Data supplied:
-- BEGIN --

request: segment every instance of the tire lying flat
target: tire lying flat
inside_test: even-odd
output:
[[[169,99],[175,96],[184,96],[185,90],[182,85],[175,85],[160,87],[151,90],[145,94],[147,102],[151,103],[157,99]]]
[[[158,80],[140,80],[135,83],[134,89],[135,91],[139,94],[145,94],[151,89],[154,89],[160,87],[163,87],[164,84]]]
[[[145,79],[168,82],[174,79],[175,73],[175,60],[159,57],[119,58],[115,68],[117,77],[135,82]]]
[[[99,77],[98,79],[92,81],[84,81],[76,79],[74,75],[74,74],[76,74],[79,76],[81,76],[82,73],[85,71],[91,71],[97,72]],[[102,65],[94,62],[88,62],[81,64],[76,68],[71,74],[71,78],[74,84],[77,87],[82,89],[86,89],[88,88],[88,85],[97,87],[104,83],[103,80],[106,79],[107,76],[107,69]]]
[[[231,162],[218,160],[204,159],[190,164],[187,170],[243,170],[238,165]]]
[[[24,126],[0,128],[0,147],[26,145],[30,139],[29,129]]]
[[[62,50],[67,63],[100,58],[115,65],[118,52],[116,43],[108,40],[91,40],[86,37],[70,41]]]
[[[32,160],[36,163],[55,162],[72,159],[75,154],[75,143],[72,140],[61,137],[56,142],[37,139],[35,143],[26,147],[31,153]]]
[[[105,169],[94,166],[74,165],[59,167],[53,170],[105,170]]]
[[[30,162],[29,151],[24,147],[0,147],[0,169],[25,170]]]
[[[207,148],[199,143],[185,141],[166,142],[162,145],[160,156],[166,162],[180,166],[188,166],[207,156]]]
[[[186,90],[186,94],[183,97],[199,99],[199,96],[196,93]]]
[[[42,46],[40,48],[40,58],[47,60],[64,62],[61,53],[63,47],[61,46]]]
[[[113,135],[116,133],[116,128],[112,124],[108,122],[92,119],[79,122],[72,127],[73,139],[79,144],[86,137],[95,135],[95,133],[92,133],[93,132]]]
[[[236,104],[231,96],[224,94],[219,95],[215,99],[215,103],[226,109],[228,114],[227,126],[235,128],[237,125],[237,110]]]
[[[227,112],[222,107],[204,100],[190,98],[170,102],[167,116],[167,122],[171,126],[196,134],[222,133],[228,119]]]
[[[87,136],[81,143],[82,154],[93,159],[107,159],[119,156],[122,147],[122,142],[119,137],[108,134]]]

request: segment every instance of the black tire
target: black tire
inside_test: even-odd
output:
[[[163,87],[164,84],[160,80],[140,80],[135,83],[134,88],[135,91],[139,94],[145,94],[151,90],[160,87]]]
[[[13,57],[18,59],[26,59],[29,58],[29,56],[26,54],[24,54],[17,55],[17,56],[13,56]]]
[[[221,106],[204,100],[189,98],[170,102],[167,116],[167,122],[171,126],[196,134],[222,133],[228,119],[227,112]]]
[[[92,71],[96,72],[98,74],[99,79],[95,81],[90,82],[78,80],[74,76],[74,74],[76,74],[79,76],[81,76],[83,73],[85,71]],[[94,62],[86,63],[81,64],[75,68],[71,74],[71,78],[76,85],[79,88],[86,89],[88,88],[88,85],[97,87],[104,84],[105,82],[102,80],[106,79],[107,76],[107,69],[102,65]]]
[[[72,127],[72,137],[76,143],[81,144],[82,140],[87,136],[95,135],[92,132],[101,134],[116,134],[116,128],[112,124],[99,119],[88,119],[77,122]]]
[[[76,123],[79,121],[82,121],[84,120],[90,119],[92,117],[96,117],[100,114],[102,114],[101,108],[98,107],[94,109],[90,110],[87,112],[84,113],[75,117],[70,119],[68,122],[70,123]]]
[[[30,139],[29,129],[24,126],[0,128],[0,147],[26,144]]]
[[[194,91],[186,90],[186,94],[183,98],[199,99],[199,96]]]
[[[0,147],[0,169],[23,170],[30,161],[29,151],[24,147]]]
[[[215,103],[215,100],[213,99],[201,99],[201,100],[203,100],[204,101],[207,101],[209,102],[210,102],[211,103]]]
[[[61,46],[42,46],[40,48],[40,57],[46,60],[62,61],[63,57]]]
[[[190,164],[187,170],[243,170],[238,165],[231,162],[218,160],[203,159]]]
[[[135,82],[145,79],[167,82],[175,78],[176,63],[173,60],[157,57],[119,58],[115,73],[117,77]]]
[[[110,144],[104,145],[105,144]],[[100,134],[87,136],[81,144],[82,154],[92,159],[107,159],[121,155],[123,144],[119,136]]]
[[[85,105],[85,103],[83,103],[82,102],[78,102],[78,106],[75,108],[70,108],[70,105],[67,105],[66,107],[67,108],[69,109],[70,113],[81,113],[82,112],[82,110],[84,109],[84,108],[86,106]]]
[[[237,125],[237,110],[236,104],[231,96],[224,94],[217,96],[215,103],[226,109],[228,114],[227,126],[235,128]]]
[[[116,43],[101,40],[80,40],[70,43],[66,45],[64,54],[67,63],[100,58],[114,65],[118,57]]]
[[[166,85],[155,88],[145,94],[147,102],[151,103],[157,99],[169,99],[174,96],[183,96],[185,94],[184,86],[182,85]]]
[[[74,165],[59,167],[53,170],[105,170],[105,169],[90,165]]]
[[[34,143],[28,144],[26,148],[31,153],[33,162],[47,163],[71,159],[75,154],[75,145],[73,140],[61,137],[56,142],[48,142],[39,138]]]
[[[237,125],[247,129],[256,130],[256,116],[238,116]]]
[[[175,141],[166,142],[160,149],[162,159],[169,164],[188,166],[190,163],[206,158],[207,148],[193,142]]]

-- END --

Count the lines in the records that contain the string "target", matching case. Give only the number.

Written answer: 2